Task statement. Match the string "path" against each line below, and copy every line that matches.

Provided material.
[Start of Attachment]

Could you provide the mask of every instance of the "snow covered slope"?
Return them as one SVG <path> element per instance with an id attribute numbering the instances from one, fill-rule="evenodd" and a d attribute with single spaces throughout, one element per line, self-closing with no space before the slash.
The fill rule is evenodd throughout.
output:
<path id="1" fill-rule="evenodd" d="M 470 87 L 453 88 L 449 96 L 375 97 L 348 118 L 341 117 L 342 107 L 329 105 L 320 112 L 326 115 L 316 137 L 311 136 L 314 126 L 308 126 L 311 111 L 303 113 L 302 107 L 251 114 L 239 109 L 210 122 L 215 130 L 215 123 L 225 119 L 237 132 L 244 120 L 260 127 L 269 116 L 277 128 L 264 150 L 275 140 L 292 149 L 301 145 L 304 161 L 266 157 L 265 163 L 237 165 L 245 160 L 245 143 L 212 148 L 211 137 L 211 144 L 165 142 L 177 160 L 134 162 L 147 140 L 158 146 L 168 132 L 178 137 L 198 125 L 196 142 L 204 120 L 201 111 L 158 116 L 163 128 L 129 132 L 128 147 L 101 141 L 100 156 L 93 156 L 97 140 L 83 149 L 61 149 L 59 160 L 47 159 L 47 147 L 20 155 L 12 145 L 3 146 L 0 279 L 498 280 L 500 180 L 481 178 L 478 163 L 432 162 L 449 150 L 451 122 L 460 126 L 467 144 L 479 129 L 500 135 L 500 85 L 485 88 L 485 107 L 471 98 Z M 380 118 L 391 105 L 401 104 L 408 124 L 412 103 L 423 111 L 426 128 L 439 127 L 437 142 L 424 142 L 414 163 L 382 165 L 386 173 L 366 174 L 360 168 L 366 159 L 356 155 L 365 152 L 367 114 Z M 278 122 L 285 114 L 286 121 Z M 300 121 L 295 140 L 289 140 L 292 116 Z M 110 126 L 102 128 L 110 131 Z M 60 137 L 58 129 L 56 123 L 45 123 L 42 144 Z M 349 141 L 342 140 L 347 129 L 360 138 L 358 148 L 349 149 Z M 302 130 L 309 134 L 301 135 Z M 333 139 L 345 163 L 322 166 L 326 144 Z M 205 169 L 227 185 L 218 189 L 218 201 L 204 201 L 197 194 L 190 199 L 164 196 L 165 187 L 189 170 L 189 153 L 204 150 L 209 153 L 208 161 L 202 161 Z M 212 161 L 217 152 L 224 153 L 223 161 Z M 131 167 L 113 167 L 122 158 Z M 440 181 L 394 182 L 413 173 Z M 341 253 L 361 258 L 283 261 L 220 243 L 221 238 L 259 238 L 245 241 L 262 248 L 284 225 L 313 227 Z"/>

[End of Attachment]

Answer to this problem.
Return them as one SVG <path> element per instance with an id attribute numbering the instances from one, fill-rule="evenodd" and a d attribute with single spaces throughout, one element per line, self-closing with no space before the slash.
<path id="1" fill-rule="evenodd" d="M 470 87 L 453 88 L 449 96 L 375 97 L 348 118 L 341 117 L 342 107 L 329 105 L 320 112 L 326 115 L 316 137 L 311 136 L 314 126 L 308 126 L 311 111 L 303 113 L 302 107 L 251 114 L 239 109 L 210 122 L 215 130 L 215 123 L 225 119 L 237 132 L 244 120 L 260 127 L 269 116 L 277 128 L 264 150 L 275 140 L 292 149 L 301 145 L 304 161 L 266 157 L 265 163 L 237 165 L 245 160 L 245 143 L 212 148 L 211 137 L 211 144 L 165 142 L 177 160 L 134 162 L 147 140 L 158 146 L 168 132 L 178 137 L 198 125 L 196 142 L 204 120 L 201 111 L 158 116 L 163 128 L 129 132 L 128 147 L 101 141 L 100 156 L 93 156 L 97 140 L 83 149 L 61 149 L 59 160 L 47 159 L 47 147 L 20 155 L 12 145 L 3 146 L 0 279 L 498 280 L 500 180 L 481 178 L 478 163 L 432 162 L 449 150 L 451 122 L 460 126 L 467 144 L 479 129 L 500 135 L 500 85 L 485 88 L 485 107 L 471 98 Z M 380 118 L 391 105 L 401 104 L 408 124 L 412 103 L 423 111 L 426 128 L 439 127 L 437 142 L 424 142 L 414 163 L 382 165 L 386 173 L 366 174 L 360 168 L 366 159 L 356 155 L 365 152 L 367 114 Z M 278 122 L 285 114 L 286 121 Z M 300 121 L 295 140 L 289 140 L 292 116 Z M 110 126 L 102 128 L 110 131 Z M 60 137 L 58 129 L 56 123 L 45 123 L 42 144 Z M 349 141 L 342 140 L 347 129 L 360 138 L 358 148 L 349 149 Z M 302 130 L 309 134 L 301 135 Z M 333 139 L 345 163 L 322 166 L 326 144 Z M 205 169 L 227 185 L 218 189 L 218 201 L 204 201 L 197 194 L 190 199 L 164 196 L 165 187 L 189 170 L 189 153 L 204 150 L 209 153 L 208 161 L 202 161 Z M 212 161 L 217 152 L 224 153 L 223 161 Z M 131 167 L 113 167 L 122 158 Z M 440 181 L 394 182 L 413 173 Z M 341 253 L 361 258 L 283 261 L 220 243 L 221 238 L 259 238 L 245 241 L 262 248 L 284 225 L 313 227 Z"/>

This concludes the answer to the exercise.